Pickman: Decomposing Mega-Merges

Introduction

Pickman is a tool for cherry-picking patches from upstream U-Boot into a downstream branch. It walks the first-parent chain of the source branch, finds merge commits, and cherry-picks their contents one merge at a time using an AI agent.

This works well for normal merges containing a handful of commits. But upstream U-Boot occasionally has mega-merges — large merges whose second parent itself contains sub-merges. A single Merge branch ‘next’ can pull in dozens of sub-merges, each with their own set of commits, totalling hundreds of patches.

Feeding all of these to the AI agent at once overwhelms it. The context window fills up, conflicts become harder to diagnose, and a single failure can require restarting a very large batch. A better approach is to break the mega-merge into smaller pieces and process them one at a time.

The problem

Consider a typical mega-merge on the first-parent chain:

    A---B---M---C---D      (first-parent / mainline)
            |
            S1--S2--S3     (second parent, containing sub-merges)

When pickman encounters merge M, it collects all commits in prev..M and hands them to the agent. For a normal merge this is fine, a few commits at most. But when S1, S2 and S3 are themselves merges, each containing many commits, the batch can be very large.

The solution

Two new functions handle this:

  • detect_sub_merges(merge_hash) – examines the second parent’s first-parent chain to find merge commits (sub-merges) within a larger merge. Returns a list of sub-merge hashes in chronological order, or an empty list if no sub-merges are present.
========================================
Exercise: Set down the part of the Pickman page starting at "Pickman: Decomposing Mega-Merges" and ending at "hundreds of patches.", word for word. The entries that come next are separate from the Pickman page.

(Recorded data)
========================================
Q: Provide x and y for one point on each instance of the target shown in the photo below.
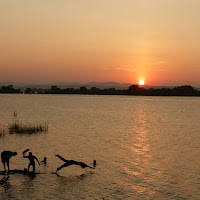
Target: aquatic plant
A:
(17, 127)
(3, 131)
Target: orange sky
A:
(103, 40)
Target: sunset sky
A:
(47, 41)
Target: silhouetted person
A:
(32, 159)
(44, 161)
(70, 162)
(5, 158)
(94, 163)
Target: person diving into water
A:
(71, 162)
(32, 159)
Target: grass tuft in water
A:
(20, 128)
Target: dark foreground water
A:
(145, 147)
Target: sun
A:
(141, 82)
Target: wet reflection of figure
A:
(71, 162)
(32, 159)
(5, 157)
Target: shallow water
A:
(145, 147)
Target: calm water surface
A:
(145, 147)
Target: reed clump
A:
(3, 131)
(20, 128)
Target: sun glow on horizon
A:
(141, 82)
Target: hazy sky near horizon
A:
(47, 41)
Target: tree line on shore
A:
(185, 90)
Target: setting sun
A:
(141, 82)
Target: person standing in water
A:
(5, 158)
(32, 159)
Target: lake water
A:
(145, 147)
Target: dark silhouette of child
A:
(32, 159)
(5, 158)
(44, 161)
(70, 162)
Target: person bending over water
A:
(5, 158)
(32, 159)
(70, 162)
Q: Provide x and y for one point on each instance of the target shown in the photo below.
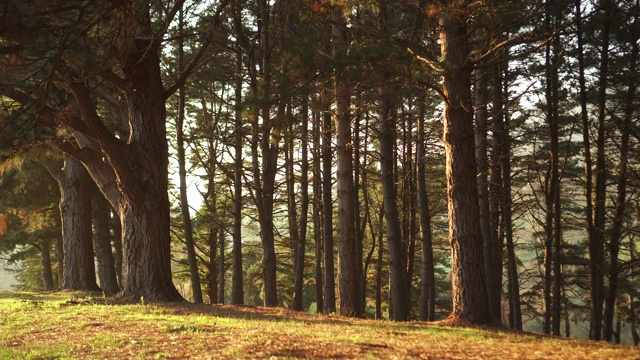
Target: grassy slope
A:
(63, 326)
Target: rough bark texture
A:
(327, 212)
(75, 210)
(465, 235)
(237, 287)
(304, 210)
(427, 284)
(102, 244)
(47, 273)
(621, 200)
(596, 246)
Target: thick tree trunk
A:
(75, 210)
(196, 289)
(427, 284)
(347, 271)
(102, 244)
(398, 304)
(465, 235)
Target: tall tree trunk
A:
(482, 162)
(621, 200)
(379, 263)
(596, 247)
(398, 303)
(594, 275)
(304, 209)
(213, 265)
(221, 266)
(237, 284)
(427, 284)
(75, 209)
(102, 244)
(317, 209)
(515, 312)
(359, 228)
(347, 272)
(465, 235)
(327, 209)
(264, 181)
(196, 289)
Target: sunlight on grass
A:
(75, 326)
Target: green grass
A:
(66, 325)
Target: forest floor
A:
(63, 325)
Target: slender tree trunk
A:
(114, 223)
(264, 182)
(361, 281)
(515, 312)
(102, 244)
(213, 265)
(60, 259)
(317, 210)
(304, 209)
(596, 247)
(237, 284)
(327, 211)
(427, 285)
(75, 209)
(347, 269)
(379, 264)
(45, 261)
(465, 235)
(621, 200)
(482, 162)
(221, 266)
(196, 289)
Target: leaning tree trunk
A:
(596, 246)
(465, 235)
(187, 227)
(427, 284)
(102, 243)
(75, 210)
(237, 287)
(621, 200)
(347, 272)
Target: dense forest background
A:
(387, 159)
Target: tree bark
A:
(427, 284)
(596, 246)
(102, 243)
(75, 210)
(327, 209)
(45, 256)
(237, 284)
(304, 210)
(621, 199)
(465, 235)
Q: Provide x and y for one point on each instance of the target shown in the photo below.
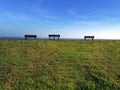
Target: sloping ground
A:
(59, 65)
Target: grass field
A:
(59, 65)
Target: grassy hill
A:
(59, 65)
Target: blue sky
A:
(70, 18)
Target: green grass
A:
(59, 65)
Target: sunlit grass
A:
(59, 65)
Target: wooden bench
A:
(30, 36)
(92, 37)
(53, 36)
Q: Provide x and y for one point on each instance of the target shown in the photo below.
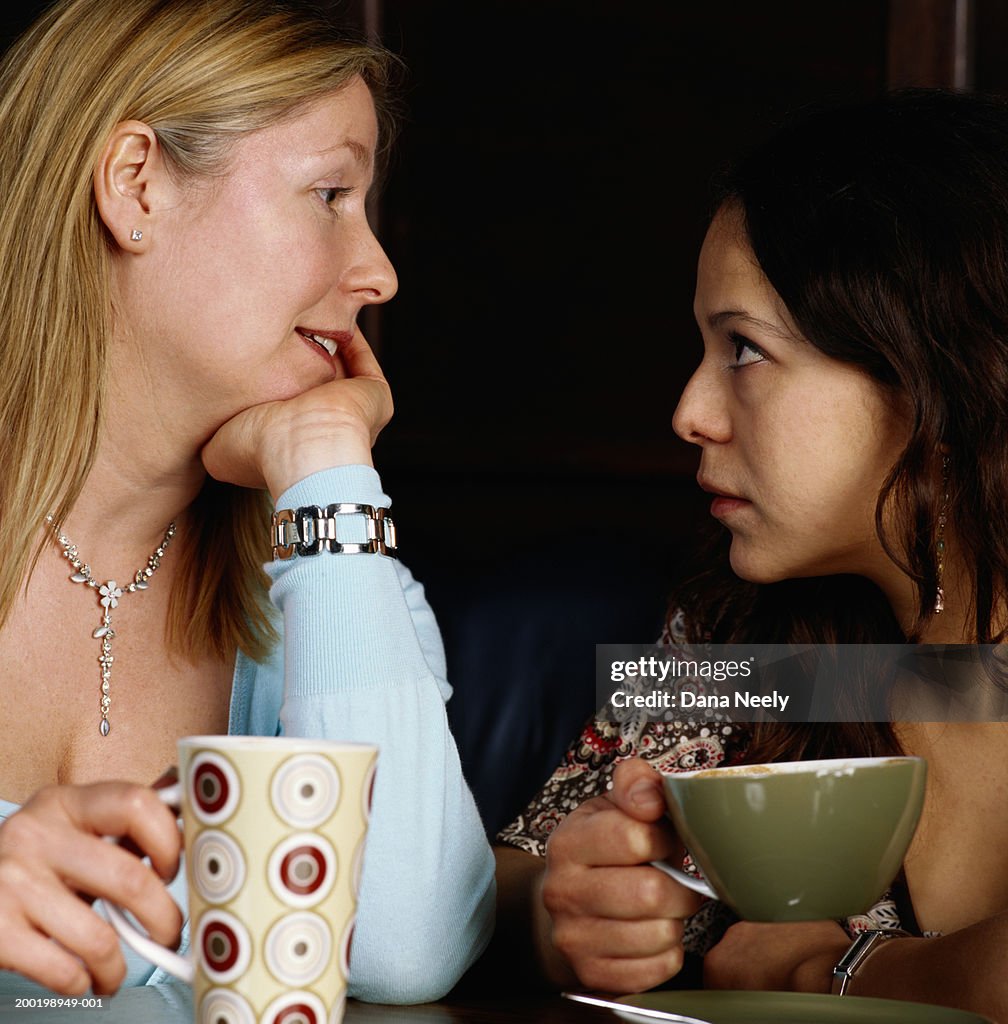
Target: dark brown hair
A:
(883, 226)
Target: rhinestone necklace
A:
(109, 595)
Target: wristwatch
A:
(863, 947)
(308, 529)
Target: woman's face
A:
(240, 270)
(795, 445)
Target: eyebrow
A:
(359, 151)
(717, 320)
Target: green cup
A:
(797, 841)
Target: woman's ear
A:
(128, 178)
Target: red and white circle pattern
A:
(222, 946)
(302, 869)
(213, 787)
(295, 1008)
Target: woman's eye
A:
(746, 352)
(331, 197)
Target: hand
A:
(277, 443)
(53, 859)
(617, 921)
(797, 956)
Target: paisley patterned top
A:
(685, 743)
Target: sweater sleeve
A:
(364, 660)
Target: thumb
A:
(637, 790)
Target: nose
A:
(702, 415)
(371, 276)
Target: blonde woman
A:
(183, 255)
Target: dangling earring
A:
(939, 546)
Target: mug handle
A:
(180, 967)
(697, 885)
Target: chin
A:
(755, 567)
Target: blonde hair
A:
(201, 73)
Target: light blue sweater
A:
(362, 659)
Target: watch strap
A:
(864, 945)
(310, 528)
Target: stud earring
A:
(939, 543)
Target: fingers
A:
(52, 852)
(604, 835)
(618, 894)
(619, 975)
(134, 812)
(89, 941)
(637, 790)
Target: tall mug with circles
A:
(275, 836)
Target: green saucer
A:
(791, 1008)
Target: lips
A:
(705, 484)
(724, 501)
(329, 341)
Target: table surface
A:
(164, 1005)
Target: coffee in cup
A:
(275, 830)
(797, 841)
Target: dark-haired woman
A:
(851, 412)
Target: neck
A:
(141, 479)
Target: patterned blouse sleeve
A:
(670, 743)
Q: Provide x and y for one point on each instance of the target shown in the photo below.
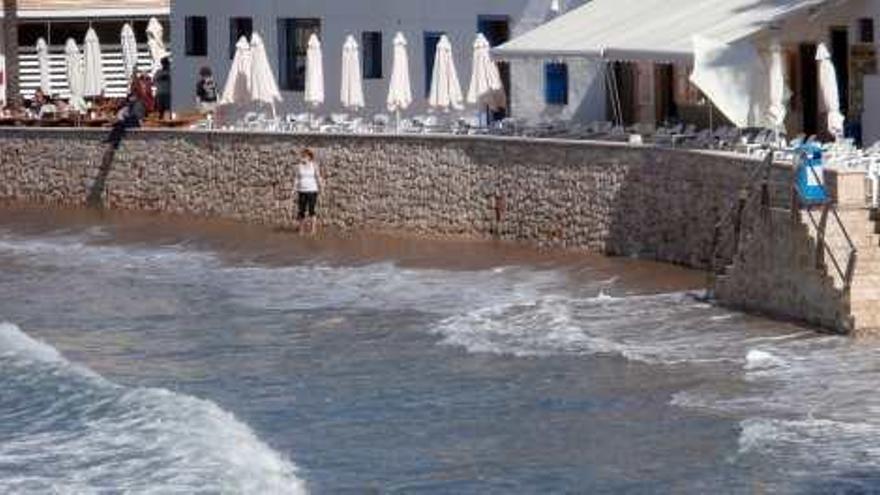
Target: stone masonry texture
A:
(611, 198)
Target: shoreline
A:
(237, 242)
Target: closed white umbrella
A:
(733, 77)
(129, 50)
(352, 87)
(75, 74)
(314, 91)
(156, 43)
(486, 88)
(238, 85)
(445, 88)
(829, 88)
(43, 62)
(399, 89)
(93, 61)
(777, 109)
(264, 88)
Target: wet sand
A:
(238, 243)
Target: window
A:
(556, 84)
(196, 36)
(431, 40)
(496, 29)
(372, 46)
(293, 43)
(866, 30)
(238, 27)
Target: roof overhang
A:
(650, 30)
(92, 13)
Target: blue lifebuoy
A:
(810, 174)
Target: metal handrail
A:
(845, 276)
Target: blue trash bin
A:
(810, 174)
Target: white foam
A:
(96, 435)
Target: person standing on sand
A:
(308, 183)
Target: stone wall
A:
(614, 198)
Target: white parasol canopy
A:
(264, 88)
(829, 89)
(129, 50)
(93, 84)
(43, 61)
(352, 88)
(238, 83)
(314, 91)
(445, 88)
(732, 77)
(776, 110)
(156, 43)
(486, 88)
(75, 75)
(399, 89)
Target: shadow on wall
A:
(669, 204)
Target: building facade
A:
(25, 21)
(205, 32)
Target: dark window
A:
(238, 27)
(372, 46)
(556, 83)
(29, 33)
(196, 36)
(866, 30)
(293, 44)
(431, 40)
(496, 29)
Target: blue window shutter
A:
(556, 84)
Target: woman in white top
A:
(308, 183)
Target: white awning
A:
(656, 30)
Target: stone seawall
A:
(613, 198)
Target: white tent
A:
(314, 90)
(238, 85)
(829, 90)
(654, 30)
(399, 88)
(486, 88)
(75, 75)
(352, 87)
(263, 86)
(156, 43)
(93, 61)
(43, 61)
(129, 50)
(445, 88)
(732, 77)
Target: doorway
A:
(809, 96)
(496, 29)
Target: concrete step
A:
(866, 313)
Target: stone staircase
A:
(785, 264)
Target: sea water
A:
(141, 356)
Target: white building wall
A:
(458, 18)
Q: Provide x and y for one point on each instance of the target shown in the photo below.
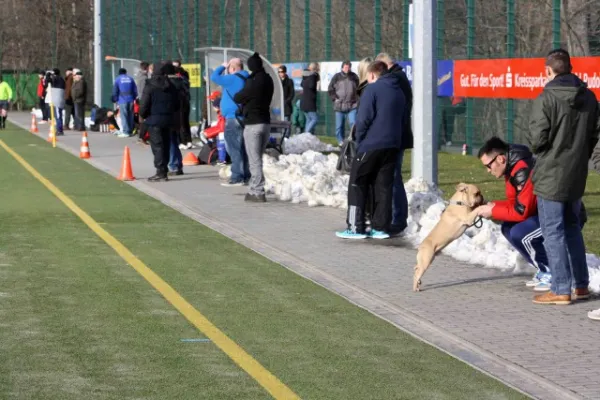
========================================
Exercise answer:
Pickman: Decomposing Mega-Merges

Introduction

Pickman is a tool for cherry-picking patches from upstream U-Boot into a downstream branch. It walks the first-parent chain of the source branch, finds merge commits, and cherry-picks their contents one merge at a time using an AI agent.

This works well for normal merges containing a handful of commits. But upstream U-Boot occasionally has mega-merges — large merges whose second parent itself contains sub-merges. A single Merge branch ‘next’ can pull in dozens of sub-merges, each with their own set of commits, totalling hundreds of patches.